> **What the task requires**: All of the data that follows should be given again exactly, without its images.

> **Supplied material**:
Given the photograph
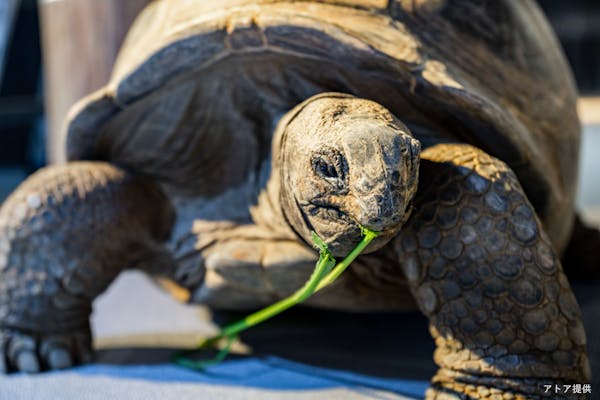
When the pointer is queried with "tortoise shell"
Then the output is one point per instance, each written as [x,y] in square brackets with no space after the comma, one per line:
[199,85]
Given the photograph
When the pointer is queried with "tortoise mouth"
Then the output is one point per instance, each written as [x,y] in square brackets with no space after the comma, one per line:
[341,231]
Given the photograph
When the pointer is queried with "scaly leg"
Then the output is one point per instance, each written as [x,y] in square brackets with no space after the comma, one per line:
[480,266]
[65,234]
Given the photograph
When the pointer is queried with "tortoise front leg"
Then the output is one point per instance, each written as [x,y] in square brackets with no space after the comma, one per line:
[65,234]
[480,266]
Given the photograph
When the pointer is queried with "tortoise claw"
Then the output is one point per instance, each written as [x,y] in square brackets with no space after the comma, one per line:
[26,353]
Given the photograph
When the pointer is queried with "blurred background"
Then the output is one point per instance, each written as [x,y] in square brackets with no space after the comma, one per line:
[44,42]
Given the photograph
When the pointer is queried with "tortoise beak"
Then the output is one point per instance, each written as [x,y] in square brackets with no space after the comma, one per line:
[381,212]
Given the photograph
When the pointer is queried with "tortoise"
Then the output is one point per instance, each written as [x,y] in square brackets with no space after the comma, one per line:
[231,130]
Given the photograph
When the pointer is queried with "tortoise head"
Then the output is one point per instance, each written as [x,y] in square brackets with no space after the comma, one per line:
[346,162]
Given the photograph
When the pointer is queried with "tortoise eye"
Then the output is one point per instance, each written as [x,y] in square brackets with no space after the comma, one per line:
[325,169]
[329,166]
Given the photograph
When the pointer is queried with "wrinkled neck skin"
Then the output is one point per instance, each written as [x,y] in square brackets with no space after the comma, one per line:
[339,162]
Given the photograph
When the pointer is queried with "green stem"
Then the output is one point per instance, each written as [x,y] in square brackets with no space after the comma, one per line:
[325,273]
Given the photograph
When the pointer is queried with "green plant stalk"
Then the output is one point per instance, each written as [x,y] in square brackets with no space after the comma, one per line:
[325,273]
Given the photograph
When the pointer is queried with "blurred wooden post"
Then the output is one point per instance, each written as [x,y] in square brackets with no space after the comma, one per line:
[80,40]
[8,11]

> **Answer for the task**:
Given the photograph
When the pointer is queried with "tortoise shell"
Then the output is one point per instance, each written as [x,y] in square brackets with no space after the comma, one per line:
[199,85]
Given the photograph
When the pointer is queried with "tortoise mouth"
Then the output is one point per instance, each written as [x,y] in square brackets with no space after the comma, one per line:
[341,231]
Given the photograph
When the pointer is queried with "scaly leg"
Then the output is one point per instance, each written as [x,y] in square brackets with no space after the comma, one per line:
[480,266]
[65,234]
Given the photograph
When the pointer is queried with "tortoise front leg"
Then the output is one point per instance, each written as [x,y] in square brackets with no space after the comma, one per line:
[65,234]
[480,266]
Given the photograph
When the pointer is queried with "tortoise claw"
Then the output is one point per instance, each written as [x,y] in square brackets with no space after the comma, one per line:
[26,353]
Given the photograph
When the pointer is queried with "blurred background"
Then the output is one point per instance, each written as [x,y] in square brackets with no space after the comma, one per line:
[44,42]
Given the photograph
When the pointer is queried with "tortoise beak"
Then the output is one point per instance, each written as [x,y] in square brackets with no space after the comma, one per line:
[381,212]
Given the photograph
When the pointer is queried with "tortoise"
Then the output is one point per instance, each written as [x,y] in square brackets with no space after the comma, one per line:
[231,130]
Given the photograph
When the pointer is queried with "tortoise head"
Then the output is one point per instance, each written as [x,y] in square brackets with no space after the comma, one per line:
[346,162]
Given the photograph
When the pointer is queried with "tortoise eye"
Then the output is one point per instance, each written as [x,y] in square brackets with no space after the comma, one per line:
[325,169]
[329,166]
Given the photograph
When the pointer is queried with "wrinkled neck skin"
Then the output is one point per instance, each written as [x,y] in square brackets with no space after the comma, one per line:
[339,162]
Given the photograph
When the pointer is queried with "green stem"
Then the output is one point per instance, each written as [x,y] in square brackets with no space after the comma, one per line:
[325,273]
Given the photograph
When the pointer is queried with "green plant stalk"
Then the output is one point per instance, each written as [x,y] in square brackets with no space after the comma, one per line:
[325,273]
Given the photograph
When the pointer is queried with "blurred wooden post"
Then the output is one point per instance, each written as [x,y] in square brackets with no space after the comma, one per line:
[80,40]
[8,11]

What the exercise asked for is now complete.